The origin of the deadly Ebola virus has been traced to Africa. The scientist who discovered the Ebola virus from a blood sample of a dying Catholic nun way back in 1976 in Congo warns that the latest outbreak is caused by the deadliest strain of the virus — 9 out of 10 infected will die from it.
There are four types of Ebola virus that infect humans. The most deadly is this strain from the current epidemic, known as the ‘Zaire strain’. It is part of a small group of viruses that kills infected people within a couple of weeks. It has a very high mortality, much like rabies.
Symptoms of Ebola
The early symptoms of an Ebola infection include fever, headache, muscle aches and sore throat, according to the World Health Organization. It can be difficult to distinguish between Ebola and the symptoms of malaria, typhoid fever or cholera. Only in later stages do people with Ebola begin bleeding both internally and externally, often through the nose and ears.
How does it spread?
The Ebola virus is not airborne, so people would have to come into contact with the bodily fluids of an infected person. These include blood, sweat, vomit, feces, urine, saliva or semen — making transmission through casual contact in a public setting unlikely.
If an Ebola outbreak is suspected, the premises should be quarantined immediately. Culling of infected animals, with close supervision of burial or incineration of carcasses, may be necessary to reduce the risk of animal-to-human transmission. Restricting or banning the movement of animals from infected farms to other areas can reduce the spread of the disease.
In the absence of effective treatment and a human vaccine, raising awareness of the risk factors for Ebola infection and the protective measures individuals can take is the only way to reduce human infection and death.
No licensed vaccine against the deadly Ebola virus is available. Several vaccines are being tested, but none are available for clinical use.
Severely ill patients require intensive supportive care. Patients are frequently dehydrated and require oral rehydration with solutions containing electrolytes or intravenous fluids.
No specific treatment is available. However, new drug therapies are being evaluated.

- ENTRIES SUPPLIED -
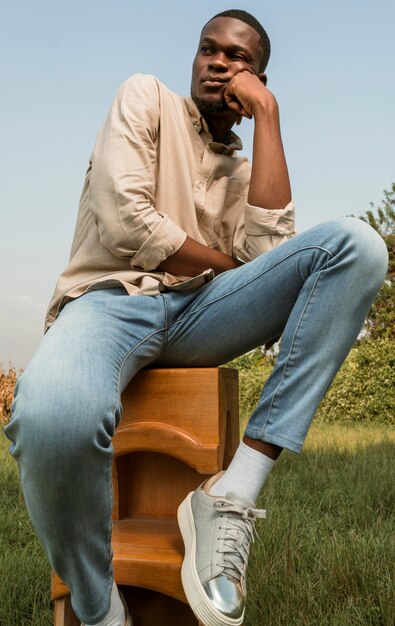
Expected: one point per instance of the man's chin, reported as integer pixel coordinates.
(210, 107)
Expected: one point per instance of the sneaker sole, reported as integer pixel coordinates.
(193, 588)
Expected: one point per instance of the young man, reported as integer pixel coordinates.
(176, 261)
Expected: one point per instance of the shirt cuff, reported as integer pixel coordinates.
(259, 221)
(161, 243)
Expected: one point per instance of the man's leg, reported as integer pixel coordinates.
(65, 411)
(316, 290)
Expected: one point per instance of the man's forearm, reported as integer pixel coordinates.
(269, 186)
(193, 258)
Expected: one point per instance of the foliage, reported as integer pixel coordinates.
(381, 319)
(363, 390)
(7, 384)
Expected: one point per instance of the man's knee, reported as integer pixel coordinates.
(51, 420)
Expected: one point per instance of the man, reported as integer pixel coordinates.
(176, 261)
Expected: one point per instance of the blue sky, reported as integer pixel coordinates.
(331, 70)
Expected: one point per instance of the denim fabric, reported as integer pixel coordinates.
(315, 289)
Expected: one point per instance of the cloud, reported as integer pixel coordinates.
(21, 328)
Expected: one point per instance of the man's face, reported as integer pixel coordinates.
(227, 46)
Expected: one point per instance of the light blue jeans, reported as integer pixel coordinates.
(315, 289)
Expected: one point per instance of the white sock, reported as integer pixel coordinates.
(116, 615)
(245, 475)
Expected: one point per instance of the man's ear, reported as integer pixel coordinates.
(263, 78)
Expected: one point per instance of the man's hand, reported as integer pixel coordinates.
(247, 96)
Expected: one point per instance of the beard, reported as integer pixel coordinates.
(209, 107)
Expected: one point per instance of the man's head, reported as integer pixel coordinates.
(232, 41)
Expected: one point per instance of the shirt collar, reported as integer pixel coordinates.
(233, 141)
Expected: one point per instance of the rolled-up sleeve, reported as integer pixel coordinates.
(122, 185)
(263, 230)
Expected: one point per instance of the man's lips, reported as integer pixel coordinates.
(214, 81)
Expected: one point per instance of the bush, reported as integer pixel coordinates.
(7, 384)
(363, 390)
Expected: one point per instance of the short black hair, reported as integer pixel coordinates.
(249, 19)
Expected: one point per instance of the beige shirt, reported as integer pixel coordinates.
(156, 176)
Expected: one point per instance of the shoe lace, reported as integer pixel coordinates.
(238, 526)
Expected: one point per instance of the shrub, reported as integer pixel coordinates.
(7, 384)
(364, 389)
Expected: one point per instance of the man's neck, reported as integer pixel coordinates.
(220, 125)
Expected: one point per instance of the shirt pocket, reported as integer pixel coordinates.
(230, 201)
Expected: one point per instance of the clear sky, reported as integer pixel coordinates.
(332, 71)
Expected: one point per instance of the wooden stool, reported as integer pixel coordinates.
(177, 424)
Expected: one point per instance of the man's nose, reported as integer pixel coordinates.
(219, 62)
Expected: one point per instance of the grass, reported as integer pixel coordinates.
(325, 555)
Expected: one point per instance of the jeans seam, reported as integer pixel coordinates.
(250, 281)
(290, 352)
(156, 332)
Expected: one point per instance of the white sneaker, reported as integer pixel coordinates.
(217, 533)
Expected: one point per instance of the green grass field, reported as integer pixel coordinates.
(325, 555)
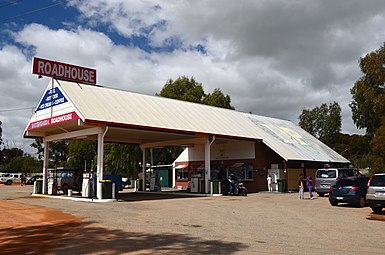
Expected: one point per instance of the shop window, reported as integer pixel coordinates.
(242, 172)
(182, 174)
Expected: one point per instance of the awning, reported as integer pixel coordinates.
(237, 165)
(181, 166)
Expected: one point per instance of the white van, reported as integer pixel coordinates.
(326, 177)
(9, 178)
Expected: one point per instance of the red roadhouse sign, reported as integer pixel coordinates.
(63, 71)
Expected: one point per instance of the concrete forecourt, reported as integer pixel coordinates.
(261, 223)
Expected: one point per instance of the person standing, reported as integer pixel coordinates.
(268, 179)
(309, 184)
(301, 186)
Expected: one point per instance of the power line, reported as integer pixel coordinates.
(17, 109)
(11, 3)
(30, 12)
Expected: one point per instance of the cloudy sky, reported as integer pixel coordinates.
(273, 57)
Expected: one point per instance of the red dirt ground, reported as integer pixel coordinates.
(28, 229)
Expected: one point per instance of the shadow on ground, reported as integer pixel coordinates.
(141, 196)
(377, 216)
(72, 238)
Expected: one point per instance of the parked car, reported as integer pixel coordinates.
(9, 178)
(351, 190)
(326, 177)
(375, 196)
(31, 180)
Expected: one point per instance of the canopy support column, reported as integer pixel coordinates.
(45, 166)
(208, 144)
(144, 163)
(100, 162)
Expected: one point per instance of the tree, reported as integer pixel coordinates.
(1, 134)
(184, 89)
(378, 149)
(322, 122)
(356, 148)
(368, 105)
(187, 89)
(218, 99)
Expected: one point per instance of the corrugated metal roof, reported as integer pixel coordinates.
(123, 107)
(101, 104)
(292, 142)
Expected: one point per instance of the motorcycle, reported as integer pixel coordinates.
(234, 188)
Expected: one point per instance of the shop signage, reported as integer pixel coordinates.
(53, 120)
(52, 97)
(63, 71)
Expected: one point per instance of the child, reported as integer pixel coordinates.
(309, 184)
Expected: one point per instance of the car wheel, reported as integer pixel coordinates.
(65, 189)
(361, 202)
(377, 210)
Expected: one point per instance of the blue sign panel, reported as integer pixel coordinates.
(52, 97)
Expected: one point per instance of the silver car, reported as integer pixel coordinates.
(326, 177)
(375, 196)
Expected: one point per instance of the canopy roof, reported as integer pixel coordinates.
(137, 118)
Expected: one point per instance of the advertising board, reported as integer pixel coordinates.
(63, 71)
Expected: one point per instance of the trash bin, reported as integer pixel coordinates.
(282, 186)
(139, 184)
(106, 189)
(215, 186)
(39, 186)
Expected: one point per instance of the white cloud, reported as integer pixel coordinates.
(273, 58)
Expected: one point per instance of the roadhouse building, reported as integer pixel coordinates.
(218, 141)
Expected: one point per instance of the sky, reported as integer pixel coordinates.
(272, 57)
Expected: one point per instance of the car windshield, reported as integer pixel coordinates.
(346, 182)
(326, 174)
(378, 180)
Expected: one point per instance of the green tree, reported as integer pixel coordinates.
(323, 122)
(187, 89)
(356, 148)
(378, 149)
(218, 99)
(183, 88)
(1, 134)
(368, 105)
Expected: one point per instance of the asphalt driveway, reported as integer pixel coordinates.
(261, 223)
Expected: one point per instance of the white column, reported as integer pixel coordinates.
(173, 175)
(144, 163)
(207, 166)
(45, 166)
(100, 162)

- ASSIGNMENT 1 -
Answer these questions using the Ebola article.
(a) In what year was the Ebola virus discovered?
(b) What name is given to the strain behind the current epidemic?
(c) What do dehydrated patients frequently require?
- ASSIGNMENT 2 -
Reproduce the passage of the Ebola article between "Severely ill patients" and "or intravenous fluids.", inclusive.

- TASK OUTPUT 1 -
(a) 1976
(b) The ‘Zaire strain’
(c) Oral rehydration with solutions containing electrolytes, or intravenous fluids

- TASK OUTPUT 2 -
Severely ill patients require intensive supportive care. Patients are frequently dehydrated and require oral rehydration with solutions containing electrolytes or intravenous fluids.